Using the text on serving as a trustee, decide whether each statement below agrees with it. For each, answer yes or no and quote the words from the text that settle it.
1. A trustee acts as the agent or employee of the trust.
2. Money recovered when a trust sues a third party belongs to the beneficiaries.
3. Trustees are allowed to be paid reasonable fees for their work.

(EXCERPT PROVIDED):
[start]

To assess the risks he may face, a prospective nonprofessional trustee should ask the donor or his attorney a few polite but tough questions in a businesslike and formal manner, including, but not limited to: What kind of trust is it, exactly? What is its purpose? How is it funded? How will it be funded in the future? When will funding take place? Who else is a trustee? Why is your client being asked to fill the role?
The person should ask to see all trust documentation and amendments and review them carefully-10 or more pages of dense legal wording typically merits the guidance of an independent professional. The documents should be checked for key information. How is the trustee selected and how can he resign or be removed? What are the trustee's duties and the terms for the ending of the trust? Is the trustee protected from liabilities for negligence or good faith errors? What, if anything, is said about compensation to trustees? If the trustee can't find the answers to these questions, or if he fails to understand the documentation, he should not even consider becoming a trustee.
The Fiduciary Standard
Fiduciary duty is the key concept governing the conduct of private trustees. It exists "when one reposes faith, confidence and trust in another's judgment and advice." The central principle is the fiduciary's duty to act for the benefit of the other party regarding matters within the scope of the relationship.
When the existence of a trust is in doubt or disputed, the person asserting the existence of the trust must prove that one exists. Like corporations, trusts with transferable shares representing beneficial interests may sue and be sued. A trust is not a separate entity and acts solely through its trustees, except for the purpose of suing or being sued. The trust itself is not legally distinguished from the trustee acting for it.
The trustee does not act as the agent or employee of the trust; a trustee is instead the embodiment or legal personification of the trust in dealing with trust property and in making contracts that affect trust property. If a trust sues a third party or a current or former trustee, the amount recovered belongs to the trust, not its beneficiaries.
A trustee must carry out the terms of the trust as directed by the settlor, unless a judge declares the terms invalid. The tendency today is to give the trustee broad power of sales for both real and personal estate. In some cases, even where such power is not expressly given, it will be implied from the nature of the duties that the trust calls upon the trustee to perform.
Trustees must exercise good faith and act solely in the interests of the beneficiaries. They must dispense with all self-interest, particularly if it becomes adverse to the rights of the beneficiaries. The office of trustee can never be used for personal advantage or gain except for reasonable compensation for the trustee's work. A trustee owes trust beneficiaries the duty of good faith and loyalty, a duty not to engage in self-dealing conduct, a duty to fully disclose possible conflicts of interest and a duty to always segregate trust property from the trustee's personal property.
The general principle governing the conduct of fiduciaries dealing with trust property, funds or assets is they are never allowed to derive any personal gain or advantage from the use or sale of trust property. Fiduciaries must account for and remit all profits arising from such improper use, if profits are made by misconduct. A trustee must fully disclose to all beneficiaries all facts surrounding any self-interested transaction and obtain fully informed consent. However, trustees are allowed to receive modest and reasonable fees for their work. Many nonprofessional trustees work for free and are not paid at all if the trust assets are relatively small.
The single most important role of a trustee is representing the trust and officially acting in its name. Trustees act most properly and safely when expressly named "as trustee." With that designation, trustees may enter contracts, be listed as owning bank accounts or other assets of the trust and may conduct all business for the trust. This means that trustee John Greene signs only "John Greene as Trustee of the Marc Greene Family Trust" in any transaction for the trust. A title or bank account name of a trust will typically read "X as Trustee of the Y Trust." If a trust is amended, official records must also change: After an amendment, John Greene now signs only "John Greene as Trustee of the Marc Greene Family Trust as Amended and Restated." Failure to follow these signing protocols could cause the trustee to be held personally obligated for debts intended to be obligations of the trust.

[end]

(RECORD LIST):
[start]

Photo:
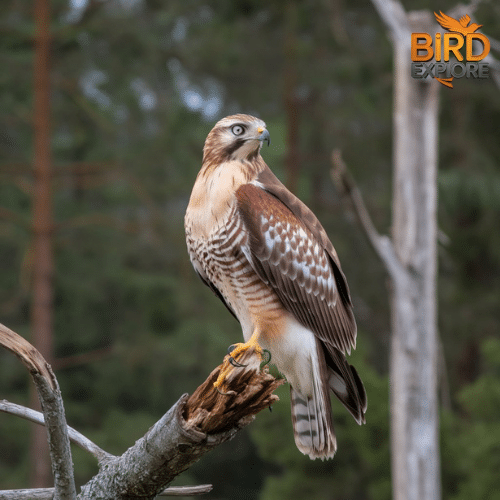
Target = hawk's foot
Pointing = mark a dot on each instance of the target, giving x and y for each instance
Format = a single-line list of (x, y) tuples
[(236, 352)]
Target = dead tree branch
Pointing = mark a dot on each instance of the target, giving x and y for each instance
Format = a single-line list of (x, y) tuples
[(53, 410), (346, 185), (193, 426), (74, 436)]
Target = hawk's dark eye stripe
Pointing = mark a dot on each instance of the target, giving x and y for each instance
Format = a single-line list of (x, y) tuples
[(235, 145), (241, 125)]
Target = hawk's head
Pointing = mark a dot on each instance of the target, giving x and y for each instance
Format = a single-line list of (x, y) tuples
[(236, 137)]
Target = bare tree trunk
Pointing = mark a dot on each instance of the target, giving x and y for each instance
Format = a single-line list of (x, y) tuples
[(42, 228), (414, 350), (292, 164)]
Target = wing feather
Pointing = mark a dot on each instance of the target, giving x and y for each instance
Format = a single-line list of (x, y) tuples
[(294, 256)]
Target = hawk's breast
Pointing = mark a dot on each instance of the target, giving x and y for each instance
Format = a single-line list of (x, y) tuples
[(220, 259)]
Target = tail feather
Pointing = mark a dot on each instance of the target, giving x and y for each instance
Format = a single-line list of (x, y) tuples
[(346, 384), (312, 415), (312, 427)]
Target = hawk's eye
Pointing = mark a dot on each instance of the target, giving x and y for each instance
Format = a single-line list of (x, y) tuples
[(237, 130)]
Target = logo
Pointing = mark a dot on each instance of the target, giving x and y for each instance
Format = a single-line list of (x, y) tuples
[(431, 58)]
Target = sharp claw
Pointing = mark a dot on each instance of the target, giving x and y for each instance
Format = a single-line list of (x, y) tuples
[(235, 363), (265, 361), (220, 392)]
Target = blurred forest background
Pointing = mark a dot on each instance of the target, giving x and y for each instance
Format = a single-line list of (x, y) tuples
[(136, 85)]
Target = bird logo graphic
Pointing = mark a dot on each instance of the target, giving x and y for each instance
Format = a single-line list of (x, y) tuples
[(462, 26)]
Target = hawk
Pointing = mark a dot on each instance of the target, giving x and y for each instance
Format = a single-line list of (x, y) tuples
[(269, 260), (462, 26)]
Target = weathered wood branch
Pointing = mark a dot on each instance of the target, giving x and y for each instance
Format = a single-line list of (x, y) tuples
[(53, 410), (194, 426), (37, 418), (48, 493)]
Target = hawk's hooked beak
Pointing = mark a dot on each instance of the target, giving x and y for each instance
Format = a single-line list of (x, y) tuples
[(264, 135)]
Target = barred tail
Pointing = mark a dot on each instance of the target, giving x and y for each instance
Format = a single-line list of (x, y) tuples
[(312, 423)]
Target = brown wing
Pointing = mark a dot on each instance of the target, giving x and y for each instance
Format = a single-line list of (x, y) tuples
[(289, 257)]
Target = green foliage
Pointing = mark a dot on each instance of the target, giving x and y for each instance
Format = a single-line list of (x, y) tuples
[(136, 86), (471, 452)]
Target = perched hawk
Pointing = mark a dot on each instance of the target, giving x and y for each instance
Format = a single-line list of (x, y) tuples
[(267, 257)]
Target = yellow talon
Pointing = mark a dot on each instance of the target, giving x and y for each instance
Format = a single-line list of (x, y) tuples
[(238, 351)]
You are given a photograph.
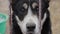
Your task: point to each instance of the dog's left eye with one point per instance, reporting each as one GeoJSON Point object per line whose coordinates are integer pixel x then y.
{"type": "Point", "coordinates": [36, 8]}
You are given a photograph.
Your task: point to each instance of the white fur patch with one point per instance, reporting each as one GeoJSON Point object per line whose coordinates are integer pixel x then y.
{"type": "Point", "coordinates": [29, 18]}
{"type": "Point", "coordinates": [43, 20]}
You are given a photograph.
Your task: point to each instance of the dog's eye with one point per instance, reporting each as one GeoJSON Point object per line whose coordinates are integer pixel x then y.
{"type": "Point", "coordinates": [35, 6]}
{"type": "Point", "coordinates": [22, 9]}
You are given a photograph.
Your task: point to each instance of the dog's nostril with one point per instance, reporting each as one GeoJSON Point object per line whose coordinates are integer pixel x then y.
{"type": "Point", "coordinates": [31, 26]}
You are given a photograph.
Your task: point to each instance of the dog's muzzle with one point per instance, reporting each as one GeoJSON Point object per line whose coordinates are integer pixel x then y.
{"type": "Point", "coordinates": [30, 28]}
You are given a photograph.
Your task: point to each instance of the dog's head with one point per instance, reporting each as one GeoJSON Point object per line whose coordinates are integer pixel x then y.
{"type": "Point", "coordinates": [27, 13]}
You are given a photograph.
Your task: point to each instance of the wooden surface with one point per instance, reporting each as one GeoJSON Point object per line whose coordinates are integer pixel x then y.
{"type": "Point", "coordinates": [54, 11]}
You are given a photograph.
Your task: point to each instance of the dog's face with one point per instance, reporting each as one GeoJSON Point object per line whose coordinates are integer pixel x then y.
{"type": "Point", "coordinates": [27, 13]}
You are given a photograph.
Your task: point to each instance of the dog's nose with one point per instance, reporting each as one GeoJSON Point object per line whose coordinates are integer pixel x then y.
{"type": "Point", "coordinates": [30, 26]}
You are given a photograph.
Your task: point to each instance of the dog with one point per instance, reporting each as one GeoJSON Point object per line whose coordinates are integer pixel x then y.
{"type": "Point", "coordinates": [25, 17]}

[end]
[start]

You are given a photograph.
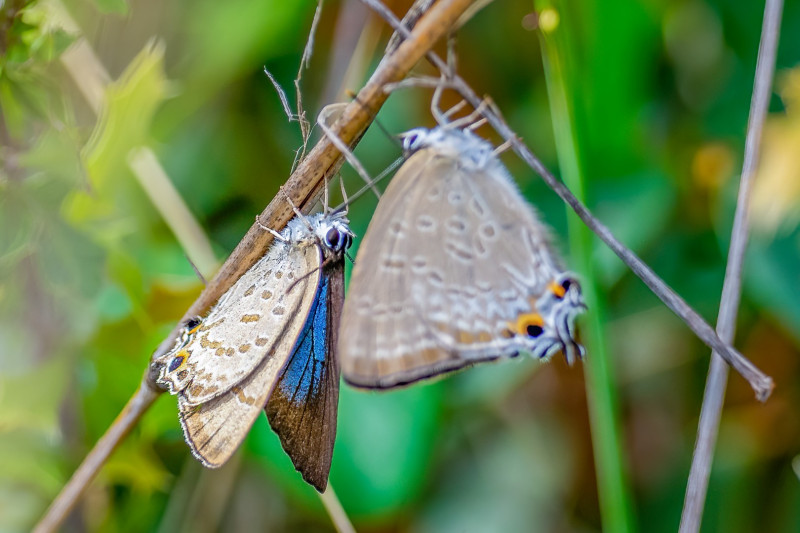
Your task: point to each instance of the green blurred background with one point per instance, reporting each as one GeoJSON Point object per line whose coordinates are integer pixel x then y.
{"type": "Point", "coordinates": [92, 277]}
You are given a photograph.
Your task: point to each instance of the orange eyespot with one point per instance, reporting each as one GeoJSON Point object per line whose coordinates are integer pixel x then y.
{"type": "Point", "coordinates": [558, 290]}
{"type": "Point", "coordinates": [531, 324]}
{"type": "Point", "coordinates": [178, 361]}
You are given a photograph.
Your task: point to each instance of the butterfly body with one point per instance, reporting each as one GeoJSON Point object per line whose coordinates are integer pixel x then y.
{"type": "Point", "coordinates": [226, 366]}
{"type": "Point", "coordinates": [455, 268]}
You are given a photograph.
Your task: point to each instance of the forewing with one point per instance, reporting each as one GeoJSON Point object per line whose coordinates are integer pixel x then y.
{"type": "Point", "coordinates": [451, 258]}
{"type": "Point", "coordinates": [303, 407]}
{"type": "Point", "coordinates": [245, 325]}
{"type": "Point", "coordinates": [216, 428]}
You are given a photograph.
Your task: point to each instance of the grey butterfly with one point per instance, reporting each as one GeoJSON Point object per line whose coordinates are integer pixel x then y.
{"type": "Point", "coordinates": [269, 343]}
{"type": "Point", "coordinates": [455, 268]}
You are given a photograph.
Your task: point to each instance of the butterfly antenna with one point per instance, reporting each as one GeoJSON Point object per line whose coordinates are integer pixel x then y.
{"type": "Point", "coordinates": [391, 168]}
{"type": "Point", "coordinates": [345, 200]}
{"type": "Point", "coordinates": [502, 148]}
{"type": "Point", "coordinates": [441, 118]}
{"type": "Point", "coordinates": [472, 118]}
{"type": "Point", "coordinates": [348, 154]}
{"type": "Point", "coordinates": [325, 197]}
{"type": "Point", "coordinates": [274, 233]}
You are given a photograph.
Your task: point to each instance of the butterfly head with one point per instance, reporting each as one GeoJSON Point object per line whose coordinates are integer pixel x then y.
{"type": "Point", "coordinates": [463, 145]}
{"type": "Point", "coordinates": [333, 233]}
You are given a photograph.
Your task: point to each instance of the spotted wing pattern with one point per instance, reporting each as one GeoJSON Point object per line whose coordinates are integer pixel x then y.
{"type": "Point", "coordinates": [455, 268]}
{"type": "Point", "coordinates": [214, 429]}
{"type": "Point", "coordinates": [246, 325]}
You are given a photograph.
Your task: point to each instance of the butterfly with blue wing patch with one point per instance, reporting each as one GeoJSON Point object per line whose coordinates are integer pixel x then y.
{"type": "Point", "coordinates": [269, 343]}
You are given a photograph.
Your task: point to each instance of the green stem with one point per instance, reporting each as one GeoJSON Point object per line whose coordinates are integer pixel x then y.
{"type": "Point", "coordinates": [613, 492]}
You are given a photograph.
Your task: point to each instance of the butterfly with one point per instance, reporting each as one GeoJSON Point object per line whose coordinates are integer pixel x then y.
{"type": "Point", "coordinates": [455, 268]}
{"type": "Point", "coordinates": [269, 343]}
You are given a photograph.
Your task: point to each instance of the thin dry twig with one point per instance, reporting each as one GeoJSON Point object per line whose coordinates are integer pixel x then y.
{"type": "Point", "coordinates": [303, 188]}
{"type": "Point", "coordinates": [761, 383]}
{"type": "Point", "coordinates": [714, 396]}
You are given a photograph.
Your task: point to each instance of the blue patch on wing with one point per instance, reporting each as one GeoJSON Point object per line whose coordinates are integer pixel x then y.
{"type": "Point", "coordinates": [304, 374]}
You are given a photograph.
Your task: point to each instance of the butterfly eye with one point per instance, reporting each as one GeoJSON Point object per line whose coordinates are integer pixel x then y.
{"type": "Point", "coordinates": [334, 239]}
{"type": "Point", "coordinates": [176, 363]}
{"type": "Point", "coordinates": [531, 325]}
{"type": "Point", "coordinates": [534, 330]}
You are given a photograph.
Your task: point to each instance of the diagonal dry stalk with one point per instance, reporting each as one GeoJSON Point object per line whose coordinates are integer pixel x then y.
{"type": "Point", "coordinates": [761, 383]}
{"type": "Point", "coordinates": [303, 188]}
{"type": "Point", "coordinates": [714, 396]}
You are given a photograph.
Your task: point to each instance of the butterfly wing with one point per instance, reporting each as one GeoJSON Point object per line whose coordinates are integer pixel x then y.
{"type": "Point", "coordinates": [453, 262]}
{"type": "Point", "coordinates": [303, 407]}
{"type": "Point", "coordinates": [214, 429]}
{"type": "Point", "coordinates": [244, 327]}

[end]
[start]

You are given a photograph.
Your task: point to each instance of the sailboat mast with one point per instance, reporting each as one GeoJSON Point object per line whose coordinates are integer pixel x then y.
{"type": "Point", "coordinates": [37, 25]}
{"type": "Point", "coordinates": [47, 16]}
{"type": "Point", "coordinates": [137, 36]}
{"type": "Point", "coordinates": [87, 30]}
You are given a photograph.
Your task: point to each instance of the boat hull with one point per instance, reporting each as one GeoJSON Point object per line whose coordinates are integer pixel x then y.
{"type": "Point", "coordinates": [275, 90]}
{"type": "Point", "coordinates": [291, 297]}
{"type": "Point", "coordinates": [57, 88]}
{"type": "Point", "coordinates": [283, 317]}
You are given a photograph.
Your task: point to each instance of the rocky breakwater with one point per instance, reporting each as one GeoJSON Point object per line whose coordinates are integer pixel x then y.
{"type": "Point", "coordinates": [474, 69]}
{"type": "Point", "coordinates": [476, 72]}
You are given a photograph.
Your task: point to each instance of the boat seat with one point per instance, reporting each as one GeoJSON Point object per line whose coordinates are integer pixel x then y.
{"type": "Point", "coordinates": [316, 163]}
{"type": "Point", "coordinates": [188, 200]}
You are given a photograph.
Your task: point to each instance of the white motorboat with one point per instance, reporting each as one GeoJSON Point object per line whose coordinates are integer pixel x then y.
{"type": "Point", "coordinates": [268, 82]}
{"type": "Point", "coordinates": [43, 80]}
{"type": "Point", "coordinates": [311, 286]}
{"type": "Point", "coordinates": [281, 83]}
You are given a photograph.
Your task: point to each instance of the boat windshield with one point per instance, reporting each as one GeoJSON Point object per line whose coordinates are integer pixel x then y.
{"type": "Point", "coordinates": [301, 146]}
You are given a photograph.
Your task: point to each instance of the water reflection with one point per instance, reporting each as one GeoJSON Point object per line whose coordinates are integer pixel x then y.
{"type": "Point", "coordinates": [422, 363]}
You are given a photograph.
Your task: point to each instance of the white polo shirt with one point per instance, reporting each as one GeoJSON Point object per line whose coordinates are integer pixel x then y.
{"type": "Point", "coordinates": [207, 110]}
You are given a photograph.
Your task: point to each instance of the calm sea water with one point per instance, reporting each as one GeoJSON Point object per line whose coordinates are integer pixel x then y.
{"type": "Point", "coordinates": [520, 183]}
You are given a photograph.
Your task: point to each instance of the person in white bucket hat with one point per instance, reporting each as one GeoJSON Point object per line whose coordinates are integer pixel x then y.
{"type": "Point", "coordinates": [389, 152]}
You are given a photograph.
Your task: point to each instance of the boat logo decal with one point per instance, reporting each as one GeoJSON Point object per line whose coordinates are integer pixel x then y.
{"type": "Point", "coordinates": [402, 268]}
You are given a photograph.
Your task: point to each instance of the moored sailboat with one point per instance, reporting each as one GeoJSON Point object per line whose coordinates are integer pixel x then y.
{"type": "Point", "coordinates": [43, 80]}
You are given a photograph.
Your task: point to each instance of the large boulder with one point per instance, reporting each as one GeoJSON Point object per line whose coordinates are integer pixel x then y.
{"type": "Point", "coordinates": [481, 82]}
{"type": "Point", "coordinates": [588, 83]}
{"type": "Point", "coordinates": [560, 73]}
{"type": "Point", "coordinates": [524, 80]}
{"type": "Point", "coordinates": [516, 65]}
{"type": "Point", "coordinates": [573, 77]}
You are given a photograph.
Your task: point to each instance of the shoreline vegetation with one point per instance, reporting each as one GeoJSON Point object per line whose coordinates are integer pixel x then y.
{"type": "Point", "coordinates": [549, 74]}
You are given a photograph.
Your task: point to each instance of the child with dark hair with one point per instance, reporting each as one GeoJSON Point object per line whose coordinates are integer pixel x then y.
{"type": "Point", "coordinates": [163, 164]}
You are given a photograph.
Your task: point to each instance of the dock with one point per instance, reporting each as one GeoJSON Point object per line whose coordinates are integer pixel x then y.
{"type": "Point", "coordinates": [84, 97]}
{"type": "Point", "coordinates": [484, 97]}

[end]

(EXPECTED ANSWER):
1. No: "The trustee does not act as the agent or employee of the trust"
2. No: "the amount recovered belongs to the trust, not its beneficiaries"
3. Yes: "trustees are allowed to receive modest and reasonable fees for their work"